Frequent Values (POJ 3368)
The answer to this question applys both divide and conquer method and segment trees. When we are querying the frequent value in a given range, we can divide the range into two halves and query in them repectively. Then the most frequent values in the whole range may among:
- Most frequent value in the left range.
- Most frequent value in the right range.
- A frequent value which goes from left to right range.
As the values in the array is sorted at first, so we can get the most frequent value over the boundary between two halves by checking if the last item from the left is the same as the first time from the right. So we can handle three segment trees. The first keeps the number of most frequent value in a range, the second holds the number of first item in the range and the last holds the number of last item in the range.
Each time we update and query the array, we make uses of the three trees to give a final answer.

## [Dataset]
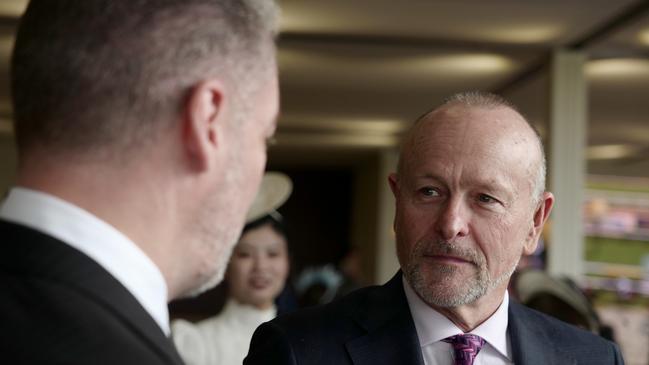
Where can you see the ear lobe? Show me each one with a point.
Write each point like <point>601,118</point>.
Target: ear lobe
<point>541,215</point>
<point>393,180</point>
<point>202,122</point>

## [Stated goal A]
Say whether each statement agrees with the Frequent Values write-up, answering yes or no and quoting the deciding words: (i) The queried range is split into two halves. (ii) Four segment trees are used. (iii) The second tree holds the count of the last item in the range.
## [Stated goal B]
According to the Frequent Values write-up, what does the first of the segment trees keep?
## [Stated goal C]
Repeat everything from "- Most frequent value in the right" down to "in the range." in the Frequent Values write-up.

## [Reply A]
(i) Yes: "we can divide the range into two halves"
(ii) No: "So we can handle three segment trees."
(iii) No: "the second holds the number of first item in the range"

## [Reply B]
It keeps the number of the most frequent value in a range.

## [Reply C]
- Most frequent value in the right range.
- A frequent value which goes from left to right range.
As the values in the array is sorted at first, so we can get the most frequent value over the boundary between two halves by checking if the last item from the left is the same as the first time from the right. So we can handle three segment trees. The first keeps the number of most frequent value in a range, the second holds the number of first item in the range and the last holds the number of last item in the range.